- [STATED PROBLEM]: Copy the stretch of the court order from "United States District" through "DU, District Judge." word for word.

- [ARTICLE]:
★ ★ ★ ★ ★ ★ ★

United States District Court, D. Nevada

August 20, 2014

BRIAN ALLEN, Petitioner,
v.
ROBERT LeGRAND, et al., Respondents.

ORDER

MIRANDA M. DU, District Judge.

Before the Court are the petition for a writ of habeas corpus pursuant to 28 U.S.C. § 2254 (dkt. no. 5) and respondents' motion to dismiss (dkt. no. 17). Petitioner has not responded to the motion to dismiss, and, therefore, he consents to the Court granting it. LR 7-2(d). The Court finds that the petition is untimely and procedurally defaulted, and the Court grants the motion.

I. PROCEDURAL HISTORY

In the Second Judicial District Court of the State of Nevada, petitioner was charged with first-degree murder with the use of a deadly weapon and robbery with the use of a deadly weapon. (Exh. 5 (dkt. no. 18).) At the time of the offense, petitioner was a minor. The prosecution sought the death penalty. (Exh. 9 (dkt. no. 18).) On October 11, 1999, Petitioner pleaded guilty to both offenses; there was no plea agreement. (Exh. 131 (dkt. no. 22).) A three-judge panel of the state district court held a penalty hearing. (Exh. 133 (dkt. no. 22).) The panel sentenced petitioner to life imprisonment without the possibility of parole for first-degree murder and an equal and consecutive term for committing the murder with a deadly weapon. The panel also sentenced petitioner to prison for a maximum term of one hundred eighty (180) months and a minimum term of seventy-two (72) months for robbery and an equal and consecutive term for committing the robbery with a deadly weapon. Furthermore, the sentences on the robbery count run consecutively to the sentences for the murder count. Judgment was entered on November 8, 1999. (Exh. 134 (dkt. no. 22).) Petitioner did not file a direct appeal of the judgment of conviction.

★ ★ ★ ★ ★ ★ ★

- [GIVEN DATA]:
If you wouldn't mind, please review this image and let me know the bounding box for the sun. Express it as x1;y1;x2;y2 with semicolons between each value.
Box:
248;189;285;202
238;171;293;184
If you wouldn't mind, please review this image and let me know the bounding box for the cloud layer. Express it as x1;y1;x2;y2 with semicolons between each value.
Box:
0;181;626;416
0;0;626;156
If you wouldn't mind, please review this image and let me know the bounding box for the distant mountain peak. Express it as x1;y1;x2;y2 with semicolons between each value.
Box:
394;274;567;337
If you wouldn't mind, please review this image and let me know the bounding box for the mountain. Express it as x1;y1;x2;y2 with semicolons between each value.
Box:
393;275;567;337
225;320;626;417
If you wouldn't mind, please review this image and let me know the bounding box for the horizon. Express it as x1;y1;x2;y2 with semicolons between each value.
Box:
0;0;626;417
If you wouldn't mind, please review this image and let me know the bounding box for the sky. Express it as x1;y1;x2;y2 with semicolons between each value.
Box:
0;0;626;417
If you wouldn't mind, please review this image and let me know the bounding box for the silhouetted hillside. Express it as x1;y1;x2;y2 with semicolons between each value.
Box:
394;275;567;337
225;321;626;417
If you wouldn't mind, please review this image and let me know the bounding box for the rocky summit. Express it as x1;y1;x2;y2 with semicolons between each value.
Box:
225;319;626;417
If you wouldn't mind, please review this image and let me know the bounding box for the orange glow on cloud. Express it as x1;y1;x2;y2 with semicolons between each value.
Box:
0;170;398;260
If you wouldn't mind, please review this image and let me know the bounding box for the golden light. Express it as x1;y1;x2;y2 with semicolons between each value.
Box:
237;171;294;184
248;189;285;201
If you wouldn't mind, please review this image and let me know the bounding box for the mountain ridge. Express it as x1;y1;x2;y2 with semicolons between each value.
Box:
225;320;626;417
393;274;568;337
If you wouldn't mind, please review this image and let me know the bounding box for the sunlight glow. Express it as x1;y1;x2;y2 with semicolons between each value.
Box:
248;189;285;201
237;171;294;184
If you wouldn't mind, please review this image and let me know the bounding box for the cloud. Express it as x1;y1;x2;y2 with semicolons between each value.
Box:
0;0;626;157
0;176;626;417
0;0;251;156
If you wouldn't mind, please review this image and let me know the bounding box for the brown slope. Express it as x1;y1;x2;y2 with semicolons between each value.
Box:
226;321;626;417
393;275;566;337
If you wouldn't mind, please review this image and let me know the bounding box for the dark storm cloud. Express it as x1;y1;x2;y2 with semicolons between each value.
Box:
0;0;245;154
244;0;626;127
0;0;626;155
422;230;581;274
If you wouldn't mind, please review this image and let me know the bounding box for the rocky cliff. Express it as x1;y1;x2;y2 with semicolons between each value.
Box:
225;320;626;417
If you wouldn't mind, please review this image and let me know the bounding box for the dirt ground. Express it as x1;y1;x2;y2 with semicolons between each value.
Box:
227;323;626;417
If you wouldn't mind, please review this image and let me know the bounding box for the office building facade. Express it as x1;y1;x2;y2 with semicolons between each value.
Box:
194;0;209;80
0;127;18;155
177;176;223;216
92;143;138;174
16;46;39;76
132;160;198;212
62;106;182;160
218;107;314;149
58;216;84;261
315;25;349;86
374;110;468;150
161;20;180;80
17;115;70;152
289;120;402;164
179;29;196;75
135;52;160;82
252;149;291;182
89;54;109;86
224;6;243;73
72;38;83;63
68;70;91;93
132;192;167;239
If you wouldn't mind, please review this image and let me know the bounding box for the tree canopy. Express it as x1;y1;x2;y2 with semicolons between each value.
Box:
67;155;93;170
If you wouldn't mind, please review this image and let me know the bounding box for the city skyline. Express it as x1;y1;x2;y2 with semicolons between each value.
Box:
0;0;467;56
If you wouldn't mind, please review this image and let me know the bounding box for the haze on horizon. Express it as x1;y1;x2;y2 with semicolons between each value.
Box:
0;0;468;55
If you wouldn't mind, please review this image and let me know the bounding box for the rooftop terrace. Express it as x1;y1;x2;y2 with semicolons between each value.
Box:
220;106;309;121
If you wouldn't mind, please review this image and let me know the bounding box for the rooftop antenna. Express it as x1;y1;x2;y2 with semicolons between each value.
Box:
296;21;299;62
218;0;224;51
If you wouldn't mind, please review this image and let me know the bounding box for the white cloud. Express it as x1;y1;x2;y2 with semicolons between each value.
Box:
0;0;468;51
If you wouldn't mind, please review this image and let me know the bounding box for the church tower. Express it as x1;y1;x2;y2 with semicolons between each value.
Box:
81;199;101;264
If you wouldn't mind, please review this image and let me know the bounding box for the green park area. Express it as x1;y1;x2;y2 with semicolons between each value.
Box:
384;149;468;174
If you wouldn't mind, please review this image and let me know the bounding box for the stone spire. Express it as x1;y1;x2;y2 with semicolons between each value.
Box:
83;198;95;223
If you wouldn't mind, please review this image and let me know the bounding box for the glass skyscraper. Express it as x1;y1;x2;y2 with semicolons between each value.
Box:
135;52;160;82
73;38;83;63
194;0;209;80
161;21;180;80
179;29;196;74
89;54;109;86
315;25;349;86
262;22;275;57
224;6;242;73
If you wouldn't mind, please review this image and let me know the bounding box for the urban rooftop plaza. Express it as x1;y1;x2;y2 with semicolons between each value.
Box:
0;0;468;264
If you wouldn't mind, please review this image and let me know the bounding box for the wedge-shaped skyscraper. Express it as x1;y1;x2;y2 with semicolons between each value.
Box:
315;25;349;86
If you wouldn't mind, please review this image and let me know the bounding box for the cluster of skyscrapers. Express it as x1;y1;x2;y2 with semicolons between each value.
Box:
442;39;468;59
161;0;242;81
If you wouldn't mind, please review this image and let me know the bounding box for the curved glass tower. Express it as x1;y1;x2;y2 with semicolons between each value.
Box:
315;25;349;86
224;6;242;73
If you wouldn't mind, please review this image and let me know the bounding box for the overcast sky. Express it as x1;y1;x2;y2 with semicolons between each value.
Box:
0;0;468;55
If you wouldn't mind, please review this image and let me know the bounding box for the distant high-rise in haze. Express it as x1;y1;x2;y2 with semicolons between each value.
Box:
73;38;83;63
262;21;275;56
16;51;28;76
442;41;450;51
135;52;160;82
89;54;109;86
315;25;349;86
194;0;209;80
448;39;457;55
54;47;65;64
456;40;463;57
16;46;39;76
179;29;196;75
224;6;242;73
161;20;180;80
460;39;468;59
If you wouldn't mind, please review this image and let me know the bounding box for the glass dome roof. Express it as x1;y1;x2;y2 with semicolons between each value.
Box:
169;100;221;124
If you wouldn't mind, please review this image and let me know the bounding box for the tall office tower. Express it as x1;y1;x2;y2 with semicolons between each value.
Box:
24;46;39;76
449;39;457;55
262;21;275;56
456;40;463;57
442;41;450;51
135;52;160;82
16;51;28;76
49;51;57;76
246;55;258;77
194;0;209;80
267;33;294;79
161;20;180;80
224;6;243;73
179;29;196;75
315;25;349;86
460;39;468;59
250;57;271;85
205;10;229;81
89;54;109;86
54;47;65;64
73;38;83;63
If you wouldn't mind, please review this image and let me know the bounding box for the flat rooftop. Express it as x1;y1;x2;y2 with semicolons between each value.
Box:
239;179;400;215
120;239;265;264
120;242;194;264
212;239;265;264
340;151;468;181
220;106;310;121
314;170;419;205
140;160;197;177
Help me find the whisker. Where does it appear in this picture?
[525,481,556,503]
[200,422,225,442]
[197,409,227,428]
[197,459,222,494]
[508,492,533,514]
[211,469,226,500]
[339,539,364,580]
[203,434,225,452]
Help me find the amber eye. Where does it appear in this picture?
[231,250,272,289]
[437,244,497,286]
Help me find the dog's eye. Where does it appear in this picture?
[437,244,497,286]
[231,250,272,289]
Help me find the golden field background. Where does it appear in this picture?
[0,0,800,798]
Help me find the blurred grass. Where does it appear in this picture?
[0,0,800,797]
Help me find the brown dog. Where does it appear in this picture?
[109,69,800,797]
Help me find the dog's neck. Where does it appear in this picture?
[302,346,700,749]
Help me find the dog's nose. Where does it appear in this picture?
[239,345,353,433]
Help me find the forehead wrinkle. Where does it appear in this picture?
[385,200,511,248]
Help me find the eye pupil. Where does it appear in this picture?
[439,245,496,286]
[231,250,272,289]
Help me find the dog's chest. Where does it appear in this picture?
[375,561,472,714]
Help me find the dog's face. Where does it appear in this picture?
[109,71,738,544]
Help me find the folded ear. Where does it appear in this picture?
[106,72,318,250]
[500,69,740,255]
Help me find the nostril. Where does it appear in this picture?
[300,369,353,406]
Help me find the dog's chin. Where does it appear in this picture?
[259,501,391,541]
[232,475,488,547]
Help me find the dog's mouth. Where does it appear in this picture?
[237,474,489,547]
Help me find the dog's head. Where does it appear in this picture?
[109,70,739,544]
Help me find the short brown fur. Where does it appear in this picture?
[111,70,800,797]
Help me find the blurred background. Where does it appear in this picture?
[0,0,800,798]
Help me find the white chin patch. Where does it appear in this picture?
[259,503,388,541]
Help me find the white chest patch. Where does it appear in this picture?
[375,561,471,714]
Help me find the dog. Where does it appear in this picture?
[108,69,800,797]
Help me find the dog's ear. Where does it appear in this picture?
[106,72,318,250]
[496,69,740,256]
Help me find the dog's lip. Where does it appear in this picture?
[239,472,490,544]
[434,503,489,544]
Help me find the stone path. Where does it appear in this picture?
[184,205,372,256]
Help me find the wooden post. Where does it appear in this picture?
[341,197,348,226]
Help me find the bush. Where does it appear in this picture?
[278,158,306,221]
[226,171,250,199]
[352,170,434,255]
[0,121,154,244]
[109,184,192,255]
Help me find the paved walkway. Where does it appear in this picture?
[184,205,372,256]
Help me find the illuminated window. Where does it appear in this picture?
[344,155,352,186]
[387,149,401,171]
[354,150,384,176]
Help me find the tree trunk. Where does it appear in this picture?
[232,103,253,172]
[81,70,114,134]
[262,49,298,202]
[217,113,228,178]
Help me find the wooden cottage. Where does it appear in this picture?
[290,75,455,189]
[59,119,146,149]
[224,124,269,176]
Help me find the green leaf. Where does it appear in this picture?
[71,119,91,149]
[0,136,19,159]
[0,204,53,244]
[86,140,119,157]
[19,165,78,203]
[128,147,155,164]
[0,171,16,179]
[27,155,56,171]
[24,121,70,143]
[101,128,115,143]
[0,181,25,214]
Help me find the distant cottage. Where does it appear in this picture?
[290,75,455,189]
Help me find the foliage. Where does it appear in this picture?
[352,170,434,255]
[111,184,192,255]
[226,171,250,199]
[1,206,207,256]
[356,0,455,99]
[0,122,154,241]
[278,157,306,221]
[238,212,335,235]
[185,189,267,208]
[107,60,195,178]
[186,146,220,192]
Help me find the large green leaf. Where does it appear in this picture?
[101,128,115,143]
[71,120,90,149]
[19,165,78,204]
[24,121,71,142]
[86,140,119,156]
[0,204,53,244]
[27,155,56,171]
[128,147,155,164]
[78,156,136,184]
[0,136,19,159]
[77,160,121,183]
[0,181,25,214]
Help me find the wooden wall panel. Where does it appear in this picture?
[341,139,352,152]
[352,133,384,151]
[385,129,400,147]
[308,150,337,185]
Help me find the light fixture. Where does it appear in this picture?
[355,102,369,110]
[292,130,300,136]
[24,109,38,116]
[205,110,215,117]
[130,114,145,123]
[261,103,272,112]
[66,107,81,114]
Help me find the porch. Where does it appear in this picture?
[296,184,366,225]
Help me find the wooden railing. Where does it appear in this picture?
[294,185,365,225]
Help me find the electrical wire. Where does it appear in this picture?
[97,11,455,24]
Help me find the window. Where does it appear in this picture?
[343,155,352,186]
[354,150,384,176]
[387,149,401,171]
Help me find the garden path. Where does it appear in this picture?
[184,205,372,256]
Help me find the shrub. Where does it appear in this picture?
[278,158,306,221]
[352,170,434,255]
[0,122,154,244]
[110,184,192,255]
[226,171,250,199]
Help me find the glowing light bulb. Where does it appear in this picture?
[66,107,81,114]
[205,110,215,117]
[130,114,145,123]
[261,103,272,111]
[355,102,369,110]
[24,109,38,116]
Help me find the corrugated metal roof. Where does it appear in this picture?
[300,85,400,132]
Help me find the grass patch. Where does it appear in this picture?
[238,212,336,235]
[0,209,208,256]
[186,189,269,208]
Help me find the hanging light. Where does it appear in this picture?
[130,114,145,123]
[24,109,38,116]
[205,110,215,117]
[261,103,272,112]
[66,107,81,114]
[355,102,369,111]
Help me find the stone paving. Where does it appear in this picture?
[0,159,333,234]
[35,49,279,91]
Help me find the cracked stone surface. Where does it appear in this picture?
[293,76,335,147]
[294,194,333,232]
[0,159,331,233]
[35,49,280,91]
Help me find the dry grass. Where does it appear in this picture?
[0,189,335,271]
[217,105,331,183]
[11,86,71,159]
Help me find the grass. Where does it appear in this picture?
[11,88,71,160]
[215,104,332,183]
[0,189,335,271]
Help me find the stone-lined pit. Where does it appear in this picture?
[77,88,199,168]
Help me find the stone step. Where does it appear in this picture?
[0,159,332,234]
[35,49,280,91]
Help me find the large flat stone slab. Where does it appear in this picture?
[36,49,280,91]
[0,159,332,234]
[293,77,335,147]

★ ★ ★ ★ ★ ★ ★

- [TASK RESULT]:
United States District Court, D. Nevada

August 20, 2014

BRIAN ALLEN, Petitioner,
v.
ROBERT LeGRAND, et al., Respondents.

ORDER

MIRANDA M. DU, District Judge.